◆ PROBLEM TO WORK ON
Reproduce only the lines from the one containing "In this exercise you will find the green" through the one containing "669), (46, 611)]", inclusive, changing "fence post" to "fence pole" and leaving everything else the same.

◆ DATA TO USE
(begin)

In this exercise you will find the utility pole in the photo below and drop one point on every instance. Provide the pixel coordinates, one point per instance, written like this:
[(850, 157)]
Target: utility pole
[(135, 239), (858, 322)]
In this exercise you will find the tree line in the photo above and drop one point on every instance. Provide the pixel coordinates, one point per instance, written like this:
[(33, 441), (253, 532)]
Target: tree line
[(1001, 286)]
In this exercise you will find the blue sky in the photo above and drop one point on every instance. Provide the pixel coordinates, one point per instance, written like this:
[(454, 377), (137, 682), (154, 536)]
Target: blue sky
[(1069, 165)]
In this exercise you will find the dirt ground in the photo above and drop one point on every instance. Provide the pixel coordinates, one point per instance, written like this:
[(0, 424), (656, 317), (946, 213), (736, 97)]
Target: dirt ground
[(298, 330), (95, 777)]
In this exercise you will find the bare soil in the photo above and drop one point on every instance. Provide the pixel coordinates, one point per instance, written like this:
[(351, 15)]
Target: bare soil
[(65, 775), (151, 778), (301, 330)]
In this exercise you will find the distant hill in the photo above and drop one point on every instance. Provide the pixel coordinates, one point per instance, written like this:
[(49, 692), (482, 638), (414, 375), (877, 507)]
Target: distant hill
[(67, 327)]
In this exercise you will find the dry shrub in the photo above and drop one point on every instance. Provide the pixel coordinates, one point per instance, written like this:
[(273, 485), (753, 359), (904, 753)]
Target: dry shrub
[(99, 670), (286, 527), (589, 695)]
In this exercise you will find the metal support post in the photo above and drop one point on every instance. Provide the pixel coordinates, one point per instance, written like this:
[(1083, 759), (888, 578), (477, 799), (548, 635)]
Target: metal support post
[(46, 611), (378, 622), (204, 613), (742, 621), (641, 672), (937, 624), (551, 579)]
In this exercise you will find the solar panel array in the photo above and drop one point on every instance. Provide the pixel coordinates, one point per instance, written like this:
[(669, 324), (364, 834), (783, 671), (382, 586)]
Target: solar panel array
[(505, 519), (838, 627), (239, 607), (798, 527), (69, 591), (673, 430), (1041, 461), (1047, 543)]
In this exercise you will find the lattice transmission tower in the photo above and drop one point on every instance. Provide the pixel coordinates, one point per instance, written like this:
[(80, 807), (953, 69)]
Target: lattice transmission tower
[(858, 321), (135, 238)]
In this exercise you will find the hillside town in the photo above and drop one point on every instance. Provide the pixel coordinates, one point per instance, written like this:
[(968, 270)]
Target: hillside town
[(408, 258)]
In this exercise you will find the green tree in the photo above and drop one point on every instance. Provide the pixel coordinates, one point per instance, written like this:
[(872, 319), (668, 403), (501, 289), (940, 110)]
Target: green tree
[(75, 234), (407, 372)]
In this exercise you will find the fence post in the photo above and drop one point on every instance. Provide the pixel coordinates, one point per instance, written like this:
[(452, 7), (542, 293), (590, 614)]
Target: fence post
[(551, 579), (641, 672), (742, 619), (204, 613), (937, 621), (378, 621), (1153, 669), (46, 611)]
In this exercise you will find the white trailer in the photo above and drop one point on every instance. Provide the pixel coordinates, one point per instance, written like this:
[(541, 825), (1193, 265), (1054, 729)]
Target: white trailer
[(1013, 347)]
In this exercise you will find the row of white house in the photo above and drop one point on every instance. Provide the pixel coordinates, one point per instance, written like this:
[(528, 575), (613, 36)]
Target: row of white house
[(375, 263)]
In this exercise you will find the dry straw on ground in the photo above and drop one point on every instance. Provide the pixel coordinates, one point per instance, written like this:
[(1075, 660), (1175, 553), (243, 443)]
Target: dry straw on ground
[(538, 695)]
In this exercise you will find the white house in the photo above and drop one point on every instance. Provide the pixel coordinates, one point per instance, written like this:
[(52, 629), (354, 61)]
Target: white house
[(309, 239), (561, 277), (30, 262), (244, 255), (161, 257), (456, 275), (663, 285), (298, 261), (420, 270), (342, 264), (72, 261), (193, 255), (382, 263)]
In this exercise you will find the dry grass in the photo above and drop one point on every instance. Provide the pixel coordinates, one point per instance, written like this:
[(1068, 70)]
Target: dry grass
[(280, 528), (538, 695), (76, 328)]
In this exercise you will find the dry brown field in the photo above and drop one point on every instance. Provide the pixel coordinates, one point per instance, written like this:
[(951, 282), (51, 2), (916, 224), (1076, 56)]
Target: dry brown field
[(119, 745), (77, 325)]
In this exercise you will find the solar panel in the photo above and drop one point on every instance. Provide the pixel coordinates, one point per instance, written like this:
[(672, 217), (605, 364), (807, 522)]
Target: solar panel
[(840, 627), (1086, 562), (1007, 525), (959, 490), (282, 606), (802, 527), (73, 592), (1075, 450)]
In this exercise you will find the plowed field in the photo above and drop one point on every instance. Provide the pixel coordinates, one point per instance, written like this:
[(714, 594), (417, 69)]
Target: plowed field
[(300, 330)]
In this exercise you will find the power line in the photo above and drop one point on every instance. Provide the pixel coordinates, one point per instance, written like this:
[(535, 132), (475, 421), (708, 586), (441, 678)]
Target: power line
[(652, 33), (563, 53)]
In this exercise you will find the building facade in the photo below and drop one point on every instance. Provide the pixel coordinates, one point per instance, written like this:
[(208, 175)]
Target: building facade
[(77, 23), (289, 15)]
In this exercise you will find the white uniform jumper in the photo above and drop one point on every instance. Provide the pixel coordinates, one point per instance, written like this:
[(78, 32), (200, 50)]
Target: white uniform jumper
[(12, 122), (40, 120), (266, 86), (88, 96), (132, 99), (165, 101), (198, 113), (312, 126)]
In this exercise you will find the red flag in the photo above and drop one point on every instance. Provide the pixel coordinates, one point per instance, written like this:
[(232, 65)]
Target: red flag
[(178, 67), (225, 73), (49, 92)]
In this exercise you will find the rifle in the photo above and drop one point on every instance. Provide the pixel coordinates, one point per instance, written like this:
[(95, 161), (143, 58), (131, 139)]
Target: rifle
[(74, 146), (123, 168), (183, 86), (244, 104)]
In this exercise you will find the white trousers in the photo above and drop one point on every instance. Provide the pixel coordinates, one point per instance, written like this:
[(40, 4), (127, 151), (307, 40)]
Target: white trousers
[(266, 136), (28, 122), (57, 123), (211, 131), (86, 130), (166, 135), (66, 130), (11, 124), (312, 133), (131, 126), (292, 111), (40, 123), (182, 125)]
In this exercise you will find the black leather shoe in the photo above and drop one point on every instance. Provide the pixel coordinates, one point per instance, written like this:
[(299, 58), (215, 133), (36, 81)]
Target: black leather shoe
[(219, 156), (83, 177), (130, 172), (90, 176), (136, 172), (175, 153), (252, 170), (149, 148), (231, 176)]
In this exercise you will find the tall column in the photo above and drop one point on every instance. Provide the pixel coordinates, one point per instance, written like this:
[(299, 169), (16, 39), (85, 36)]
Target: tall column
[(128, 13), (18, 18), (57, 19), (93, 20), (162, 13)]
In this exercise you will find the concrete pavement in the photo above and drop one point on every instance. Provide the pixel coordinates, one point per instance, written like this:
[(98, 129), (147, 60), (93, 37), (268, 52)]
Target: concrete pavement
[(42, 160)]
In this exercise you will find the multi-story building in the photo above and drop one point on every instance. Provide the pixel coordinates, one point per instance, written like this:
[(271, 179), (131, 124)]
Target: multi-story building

(end)

◆ ANSWER TO THIS EXERCISE
In this exercise you will find the green tree in the photo above and drop one point on every instance. Provide the pixel coordinates, one point per instance, written like this:
[(872, 319), (668, 403), (501, 289), (940, 110)]
Target: green tree
[(75, 234), (407, 372)]
In this exercise you will find the fence pole in the photo above and drop one point on every instance. Provide the pixel coordinates, one point per instance, written like this:
[(452, 7), (542, 293), (590, 614)]
Target: fence pole
[(551, 579), (641, 672), (742, 619), (204, 613), (937, 621), (378, 621), (1153, 669), (46, 611)]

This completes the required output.